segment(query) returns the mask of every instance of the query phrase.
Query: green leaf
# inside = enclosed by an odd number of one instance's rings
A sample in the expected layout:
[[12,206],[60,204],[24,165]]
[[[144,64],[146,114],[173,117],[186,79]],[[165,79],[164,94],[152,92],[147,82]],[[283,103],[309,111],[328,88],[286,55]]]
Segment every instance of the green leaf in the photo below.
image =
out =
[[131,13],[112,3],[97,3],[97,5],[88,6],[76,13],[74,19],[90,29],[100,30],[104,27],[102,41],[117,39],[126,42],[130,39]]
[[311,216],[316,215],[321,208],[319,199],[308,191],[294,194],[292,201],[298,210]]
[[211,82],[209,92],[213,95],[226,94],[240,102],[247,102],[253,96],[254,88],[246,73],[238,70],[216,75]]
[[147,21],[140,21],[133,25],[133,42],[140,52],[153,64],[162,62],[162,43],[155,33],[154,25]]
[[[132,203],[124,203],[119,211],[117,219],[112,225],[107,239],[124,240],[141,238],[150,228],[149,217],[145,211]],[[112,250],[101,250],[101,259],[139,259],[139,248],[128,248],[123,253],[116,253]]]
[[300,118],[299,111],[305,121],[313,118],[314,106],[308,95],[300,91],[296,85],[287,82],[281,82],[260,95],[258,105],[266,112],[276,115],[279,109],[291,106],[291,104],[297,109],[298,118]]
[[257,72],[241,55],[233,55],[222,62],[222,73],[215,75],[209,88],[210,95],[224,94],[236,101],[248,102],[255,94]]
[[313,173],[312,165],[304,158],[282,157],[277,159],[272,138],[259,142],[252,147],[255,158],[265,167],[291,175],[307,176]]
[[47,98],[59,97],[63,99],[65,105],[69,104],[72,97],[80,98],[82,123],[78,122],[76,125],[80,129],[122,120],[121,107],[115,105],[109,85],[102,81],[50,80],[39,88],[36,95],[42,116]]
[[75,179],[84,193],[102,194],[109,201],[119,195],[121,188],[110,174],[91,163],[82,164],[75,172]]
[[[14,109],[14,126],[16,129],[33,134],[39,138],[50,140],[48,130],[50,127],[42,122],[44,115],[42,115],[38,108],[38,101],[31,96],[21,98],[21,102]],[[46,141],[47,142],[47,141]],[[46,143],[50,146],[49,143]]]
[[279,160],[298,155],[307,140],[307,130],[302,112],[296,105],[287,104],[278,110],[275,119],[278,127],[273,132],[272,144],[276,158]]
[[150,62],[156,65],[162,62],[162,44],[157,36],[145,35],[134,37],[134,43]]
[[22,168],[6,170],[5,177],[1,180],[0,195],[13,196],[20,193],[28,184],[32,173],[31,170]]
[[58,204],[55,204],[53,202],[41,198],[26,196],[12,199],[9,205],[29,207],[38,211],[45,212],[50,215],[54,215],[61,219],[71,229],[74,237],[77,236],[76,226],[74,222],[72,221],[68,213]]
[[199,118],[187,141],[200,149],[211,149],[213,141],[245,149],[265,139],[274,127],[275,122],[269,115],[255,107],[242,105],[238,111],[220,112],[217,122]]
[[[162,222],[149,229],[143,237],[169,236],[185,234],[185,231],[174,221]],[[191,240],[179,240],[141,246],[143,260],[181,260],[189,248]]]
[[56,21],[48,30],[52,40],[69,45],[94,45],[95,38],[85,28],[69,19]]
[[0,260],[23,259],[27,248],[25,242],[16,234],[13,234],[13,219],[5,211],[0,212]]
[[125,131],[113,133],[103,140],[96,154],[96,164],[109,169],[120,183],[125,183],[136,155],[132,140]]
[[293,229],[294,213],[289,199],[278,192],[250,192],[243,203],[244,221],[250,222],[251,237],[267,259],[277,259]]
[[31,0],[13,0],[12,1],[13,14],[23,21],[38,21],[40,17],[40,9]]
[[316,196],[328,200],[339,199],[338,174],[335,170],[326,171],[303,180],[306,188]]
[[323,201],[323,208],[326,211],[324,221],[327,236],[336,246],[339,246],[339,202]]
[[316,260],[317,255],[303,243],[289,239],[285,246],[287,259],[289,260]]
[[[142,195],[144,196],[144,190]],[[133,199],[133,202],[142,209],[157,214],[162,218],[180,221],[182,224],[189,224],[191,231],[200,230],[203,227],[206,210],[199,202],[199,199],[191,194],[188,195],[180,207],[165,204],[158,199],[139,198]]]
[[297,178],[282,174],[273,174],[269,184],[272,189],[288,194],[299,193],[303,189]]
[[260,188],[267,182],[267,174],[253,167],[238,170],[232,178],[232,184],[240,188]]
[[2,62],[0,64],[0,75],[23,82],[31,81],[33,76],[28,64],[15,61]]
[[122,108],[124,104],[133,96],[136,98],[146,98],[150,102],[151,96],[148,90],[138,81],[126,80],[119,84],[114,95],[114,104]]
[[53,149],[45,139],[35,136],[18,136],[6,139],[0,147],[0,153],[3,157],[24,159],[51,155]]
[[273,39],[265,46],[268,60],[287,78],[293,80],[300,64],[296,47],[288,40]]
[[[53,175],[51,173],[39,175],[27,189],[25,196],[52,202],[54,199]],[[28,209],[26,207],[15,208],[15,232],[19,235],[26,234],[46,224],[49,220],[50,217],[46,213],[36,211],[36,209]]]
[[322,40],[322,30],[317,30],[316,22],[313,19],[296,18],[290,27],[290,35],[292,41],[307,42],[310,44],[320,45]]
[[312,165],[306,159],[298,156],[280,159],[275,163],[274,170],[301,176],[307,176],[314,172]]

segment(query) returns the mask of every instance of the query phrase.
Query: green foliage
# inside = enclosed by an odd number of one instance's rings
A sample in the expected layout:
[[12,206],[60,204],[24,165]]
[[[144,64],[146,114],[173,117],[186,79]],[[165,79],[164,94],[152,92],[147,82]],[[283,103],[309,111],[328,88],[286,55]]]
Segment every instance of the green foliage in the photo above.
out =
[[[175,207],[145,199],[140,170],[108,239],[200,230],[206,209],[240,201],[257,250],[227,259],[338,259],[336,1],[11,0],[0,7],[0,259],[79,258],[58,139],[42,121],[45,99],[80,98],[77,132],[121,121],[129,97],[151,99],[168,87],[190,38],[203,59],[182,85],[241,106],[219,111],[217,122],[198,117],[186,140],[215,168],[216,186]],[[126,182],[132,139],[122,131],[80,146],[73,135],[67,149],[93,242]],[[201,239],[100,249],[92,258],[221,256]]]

---

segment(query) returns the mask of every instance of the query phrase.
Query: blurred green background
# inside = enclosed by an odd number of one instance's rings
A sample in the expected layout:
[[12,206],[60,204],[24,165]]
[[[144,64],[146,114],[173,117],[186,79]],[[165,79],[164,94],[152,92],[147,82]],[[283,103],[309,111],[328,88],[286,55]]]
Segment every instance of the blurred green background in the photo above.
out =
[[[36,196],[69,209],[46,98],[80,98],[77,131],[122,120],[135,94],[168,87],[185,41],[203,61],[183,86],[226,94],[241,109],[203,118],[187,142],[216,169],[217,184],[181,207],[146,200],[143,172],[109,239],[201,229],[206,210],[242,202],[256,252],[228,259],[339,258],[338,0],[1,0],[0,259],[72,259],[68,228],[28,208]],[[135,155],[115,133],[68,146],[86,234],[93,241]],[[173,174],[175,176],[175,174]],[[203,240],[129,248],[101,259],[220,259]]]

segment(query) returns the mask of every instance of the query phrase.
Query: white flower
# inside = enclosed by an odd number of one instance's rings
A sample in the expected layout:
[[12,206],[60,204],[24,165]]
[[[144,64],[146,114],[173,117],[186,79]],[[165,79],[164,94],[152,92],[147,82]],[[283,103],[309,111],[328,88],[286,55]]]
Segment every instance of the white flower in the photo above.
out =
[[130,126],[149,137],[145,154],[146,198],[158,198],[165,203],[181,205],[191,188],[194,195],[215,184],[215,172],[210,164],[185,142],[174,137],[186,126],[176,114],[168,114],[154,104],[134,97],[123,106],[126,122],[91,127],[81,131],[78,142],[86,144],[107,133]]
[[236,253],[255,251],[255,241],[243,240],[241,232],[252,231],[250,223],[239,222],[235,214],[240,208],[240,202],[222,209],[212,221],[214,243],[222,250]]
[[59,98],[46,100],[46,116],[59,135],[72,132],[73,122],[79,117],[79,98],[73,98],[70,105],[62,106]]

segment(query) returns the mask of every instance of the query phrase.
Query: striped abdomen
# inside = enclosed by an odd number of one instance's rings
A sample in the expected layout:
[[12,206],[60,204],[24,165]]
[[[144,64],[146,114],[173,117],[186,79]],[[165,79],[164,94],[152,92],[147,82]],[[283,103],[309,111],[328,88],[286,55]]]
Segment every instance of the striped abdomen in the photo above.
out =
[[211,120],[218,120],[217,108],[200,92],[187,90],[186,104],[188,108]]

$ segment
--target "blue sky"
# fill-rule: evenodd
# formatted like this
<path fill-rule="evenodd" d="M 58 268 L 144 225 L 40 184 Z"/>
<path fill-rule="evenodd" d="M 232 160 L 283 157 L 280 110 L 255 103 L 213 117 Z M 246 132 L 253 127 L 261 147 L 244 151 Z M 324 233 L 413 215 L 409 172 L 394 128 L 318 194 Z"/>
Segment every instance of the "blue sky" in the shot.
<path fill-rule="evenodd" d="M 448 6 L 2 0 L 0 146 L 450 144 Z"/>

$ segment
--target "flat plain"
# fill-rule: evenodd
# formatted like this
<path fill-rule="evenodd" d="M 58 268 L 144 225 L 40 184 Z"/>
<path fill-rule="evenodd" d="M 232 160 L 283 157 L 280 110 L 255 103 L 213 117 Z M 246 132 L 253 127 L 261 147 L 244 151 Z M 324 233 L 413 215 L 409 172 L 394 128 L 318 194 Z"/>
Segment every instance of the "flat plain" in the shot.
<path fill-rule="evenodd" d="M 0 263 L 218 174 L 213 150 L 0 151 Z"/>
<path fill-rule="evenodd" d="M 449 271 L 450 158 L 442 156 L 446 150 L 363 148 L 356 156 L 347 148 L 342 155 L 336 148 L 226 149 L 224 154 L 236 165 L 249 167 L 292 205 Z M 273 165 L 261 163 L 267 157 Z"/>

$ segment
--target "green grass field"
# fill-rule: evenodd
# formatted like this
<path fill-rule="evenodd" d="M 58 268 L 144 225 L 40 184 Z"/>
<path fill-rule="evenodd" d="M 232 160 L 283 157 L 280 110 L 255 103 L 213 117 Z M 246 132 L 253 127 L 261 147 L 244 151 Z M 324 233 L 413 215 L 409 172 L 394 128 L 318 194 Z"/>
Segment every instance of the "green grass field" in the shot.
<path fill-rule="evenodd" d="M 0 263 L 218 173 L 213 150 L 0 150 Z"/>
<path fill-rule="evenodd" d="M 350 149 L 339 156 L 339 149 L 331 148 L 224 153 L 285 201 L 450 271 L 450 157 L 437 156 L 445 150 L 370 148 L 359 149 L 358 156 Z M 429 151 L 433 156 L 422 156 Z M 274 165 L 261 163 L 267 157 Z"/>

## What to work on:
Respond with only the number of lines in the records that include the word "background".

## Response:
2